Challenge:
Print every line of the listing exactly, please.

Object pointing dataset rows

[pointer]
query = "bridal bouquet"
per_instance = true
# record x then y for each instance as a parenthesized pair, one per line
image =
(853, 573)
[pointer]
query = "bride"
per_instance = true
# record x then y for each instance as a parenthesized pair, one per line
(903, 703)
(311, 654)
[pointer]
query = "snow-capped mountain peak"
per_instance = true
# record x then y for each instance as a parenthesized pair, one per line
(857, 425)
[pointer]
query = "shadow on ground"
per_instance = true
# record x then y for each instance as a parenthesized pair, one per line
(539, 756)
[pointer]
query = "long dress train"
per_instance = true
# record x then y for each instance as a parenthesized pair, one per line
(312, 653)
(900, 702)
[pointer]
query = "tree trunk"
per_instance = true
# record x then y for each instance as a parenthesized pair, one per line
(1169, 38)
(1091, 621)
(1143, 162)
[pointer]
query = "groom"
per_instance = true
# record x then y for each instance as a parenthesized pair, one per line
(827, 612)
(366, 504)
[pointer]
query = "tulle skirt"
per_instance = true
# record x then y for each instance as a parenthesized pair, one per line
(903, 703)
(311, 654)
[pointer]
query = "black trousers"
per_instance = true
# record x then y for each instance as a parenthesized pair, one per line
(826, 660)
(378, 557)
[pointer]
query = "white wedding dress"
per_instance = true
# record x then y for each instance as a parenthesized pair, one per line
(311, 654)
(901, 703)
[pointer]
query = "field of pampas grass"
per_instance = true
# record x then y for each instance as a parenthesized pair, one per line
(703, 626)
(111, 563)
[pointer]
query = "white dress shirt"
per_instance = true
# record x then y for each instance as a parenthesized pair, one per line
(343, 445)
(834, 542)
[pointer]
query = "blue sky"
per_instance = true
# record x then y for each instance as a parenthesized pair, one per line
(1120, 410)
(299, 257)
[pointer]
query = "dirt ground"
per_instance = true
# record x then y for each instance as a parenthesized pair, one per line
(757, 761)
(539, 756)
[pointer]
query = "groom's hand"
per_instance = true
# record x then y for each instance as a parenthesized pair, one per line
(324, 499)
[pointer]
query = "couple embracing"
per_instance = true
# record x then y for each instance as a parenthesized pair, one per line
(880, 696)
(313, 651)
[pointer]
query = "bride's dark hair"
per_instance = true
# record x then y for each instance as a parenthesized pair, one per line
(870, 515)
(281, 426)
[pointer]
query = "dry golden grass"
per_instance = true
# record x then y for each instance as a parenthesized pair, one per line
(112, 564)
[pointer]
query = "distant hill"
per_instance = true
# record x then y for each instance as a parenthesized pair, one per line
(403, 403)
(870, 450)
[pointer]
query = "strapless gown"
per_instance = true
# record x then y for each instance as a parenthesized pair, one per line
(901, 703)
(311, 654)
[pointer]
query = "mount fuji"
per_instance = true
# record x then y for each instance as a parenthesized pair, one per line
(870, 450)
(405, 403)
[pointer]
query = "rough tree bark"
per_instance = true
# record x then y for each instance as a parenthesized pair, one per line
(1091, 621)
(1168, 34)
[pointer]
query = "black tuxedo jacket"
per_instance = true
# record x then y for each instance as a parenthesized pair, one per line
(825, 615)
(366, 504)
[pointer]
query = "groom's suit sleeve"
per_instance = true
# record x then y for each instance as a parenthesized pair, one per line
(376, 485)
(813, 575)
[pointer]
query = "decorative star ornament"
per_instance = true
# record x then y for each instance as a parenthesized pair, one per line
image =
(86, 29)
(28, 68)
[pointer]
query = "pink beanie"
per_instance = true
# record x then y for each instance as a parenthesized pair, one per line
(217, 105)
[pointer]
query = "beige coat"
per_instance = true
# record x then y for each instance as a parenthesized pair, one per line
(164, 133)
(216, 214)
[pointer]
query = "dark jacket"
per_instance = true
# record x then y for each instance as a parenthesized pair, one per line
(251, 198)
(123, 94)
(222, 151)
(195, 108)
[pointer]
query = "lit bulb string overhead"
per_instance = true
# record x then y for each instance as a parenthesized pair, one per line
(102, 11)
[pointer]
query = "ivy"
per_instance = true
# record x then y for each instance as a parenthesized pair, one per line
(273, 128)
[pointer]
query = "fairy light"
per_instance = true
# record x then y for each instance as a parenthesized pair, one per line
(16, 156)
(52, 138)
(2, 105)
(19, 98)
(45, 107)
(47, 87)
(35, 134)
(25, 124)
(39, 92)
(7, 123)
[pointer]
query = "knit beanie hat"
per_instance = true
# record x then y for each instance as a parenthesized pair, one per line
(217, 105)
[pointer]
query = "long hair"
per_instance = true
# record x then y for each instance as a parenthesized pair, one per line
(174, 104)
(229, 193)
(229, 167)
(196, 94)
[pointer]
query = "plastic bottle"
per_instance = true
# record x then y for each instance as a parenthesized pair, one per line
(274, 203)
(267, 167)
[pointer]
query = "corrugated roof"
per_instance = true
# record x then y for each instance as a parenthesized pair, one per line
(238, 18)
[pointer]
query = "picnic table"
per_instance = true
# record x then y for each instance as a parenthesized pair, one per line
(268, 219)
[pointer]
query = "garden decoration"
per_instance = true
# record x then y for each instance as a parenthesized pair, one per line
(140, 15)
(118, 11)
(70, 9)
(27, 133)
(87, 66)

Exercise response:
[pointer]
query = "bridal bouquet"
per_instance = true
# record x then y for each instance as a parenthesized pair, one per line
image =
(853, 573)
[pointer]
query = "bride"
per_instance = true
# record x then y for each instance as a parenthesized pair, one per line
(903, 703)
(311, 654)
[pointer]
query = "snow-capped mountain peak"
per_instance = true
# record x then y for each instance as a parenthesized pair, one per line
(857, 425)
[pointer]
query = "shadow on ground"
per_instance = true
# record x then y for each instance as a parenthesized pair, one per line
(539, 756)
[pointer]
query = "long dress train"
per_instance = true
# record x then y for each instance as a parenthesized pair, one per line
(312, 653)
(900, 702)
[pointer]
query = "tree trunk"
per_instance = true
# record x then y for each instance as a parenthesized pair, one per line
(1169, 38)
(1091, 621)
(1143, 162)
[pointer]
query = "groom"
per_instance = true
# record x then y for each instance as a parenthesized pair, one per line
(827, 612)
(366, 504)
[pointer]
query = "tulle skirt"
per_instance = true
# record x then y for each instance as a parenthesized pair, one per line
(903, 703)
(311, 654)
[pointer]
query = "black trousers"
per_instance = true
# record x then y for each instance as a parenthesized pair, one per line
(826, 660)
(378, 557)
[pointer]
query = "white wedding dress"
per_instance = true
# record x then y for each instance as a parenthesized pair, one per line
(311, 654)
(901, 703)
[pointer]
query = "field of pampas grass"
per_instance = true
# record x then y for each instance as a parenthesized pair, one per line
(703, 626)
(111, 563)
[pointer]
query = "white dress shirt"
per_instance = true
# record x then y for each instance as a parenthesized pair, one per line
(343, 445)
(834, 542)
[pointer]
query = "blue sky"
per_instance = true
# record x then y for each instance as a parenthesized pair, one per line
(1120, 410)
(299, 257)
[pointer]
query = "dirt ground"
per_instance = true
# record x then y for each instance as a parenthesized pair, one per line
(757, 761)
(539, 756)
[pointer]
query = "groom's hand"
per_instance = true
# record x then y for each instance as a parenthesized pair, one per line
(324, 499)
[pointer]
query = "couple embracing"
per_instance = true
# record x then y for each instance as a parenthesized pair, one per line
(880, 696)
(313, 651)
[pointer]
query = "bride's dark hair"
per_instance = true
# record x then y for each instance as a parenthesized pair, one per line
(870, 515)
(281, 426)
[pointer]
query = "dry golden grass"
per_instance = true
# record x then y for each instance as a parenthesized pair, one per line
(112, 564)
[pointer]
query = "distant hill"
per_instance = true
# record x then y for each instance as a parenthesized pair, one per line
(403, 403)
(870, 450)
[pointer]
query = "strapless gown"
per_instance = true
# record x then y for each instance as a parenthesized pair, one per line
(901, 703)
(311, 654)
[pointer]
query = "mount fuji"
per_instance = true
# record x then y for each instance as a parenthesized pair, one per line
(870, 450)
(405, 403)
[pointer]
query = "rough tree bark"
per_instance = true
# record x then y for each instance as a parenthesized pair, one per line
(1091, 621)
(1168, 34)
[pointer]
query = "black tuxedo jacket"
per_instance = true
# record x then y for each instance as a parenthesized pair, one per line
(825, 615)
(366, 504)
[pointer]
query = "groom's suit sleeve"
per_instance = true
# record x then y for each instance as a parenthesized pair, one per line
(376, 485)
(813, 575)
[pointer]
query = "decorative star ornament"
per_instance = true
# record x then y for each instance as a parenthesized pair, one per line
image =
(86, 29)
(28, 68)
[pointer]
query = "pink beanie"
per_instance = true
# record x then y for each instance as a parenthesized pair, one per line
(217, 105)
[pointer]
query = "beige coat"
per_instance = true
# record x then y for each instance as a parenthesized pair, one per line
(164, 133)
(216, 214)
[pointer]
query = "dark jacket"
per_instance = true
# record x then y for each instance as a parenthesized pair, one per line
(251, 198)
(123, 94)
(222, 151)
(195, 108)
[pointer]
query = "lit bulb string overhead"
per_instance = true
# record x then y for each instance as a parenthesized pair, one per line
(102, 11)
[pointer]
query = "ivy"
per_instance = true
# record x then y for each instance as a parenthesized pair, one per line
(273, 128)
[pointer]
query = "fairy light"
per_instance = true
# record x then y for each instance as a parenthesized pair, one per line
(16, 156)
(52, 138)
(2, 105)
(19, 98)
(45, 107)
(47, 87)
(35, 134)
(25, 124)
(39, 92)
(7, 123)
[pointer]
query = "knit beanie hat"
per_instance = true
# record x then y for each instance as a parenthesized pair, one per line
(217, 105)
[pointer]
query = "long hair"
per_instance = true
# record x then y for each instance as a parenthesized pair, one per line
(174, 104)
(229, 193)
(229, 167)
(196, 94)
[pointer]
query = "plastic bottle"
per_instance = true
# record x then y for each instance as a parenthesized pair, one per line
(274, 203)
(267, 167)
[pointer]
query = "corrugated roof"
per_instance = true
# record x then y for each instance as a parenthesized pair, one per line
(238, 18)
[pointer]
query = "picnic table"
per_instance = true
# record x then y for each instance as a parenthesized pair, one per line
(268, 219)
[pointer]
query = "garden decoration"
per_instance = true
# record x then y for each instance as a parenthesized pair, one per line
(140, 15)
(118, 11)
(70, 9)
(27, 133)
(87, 66)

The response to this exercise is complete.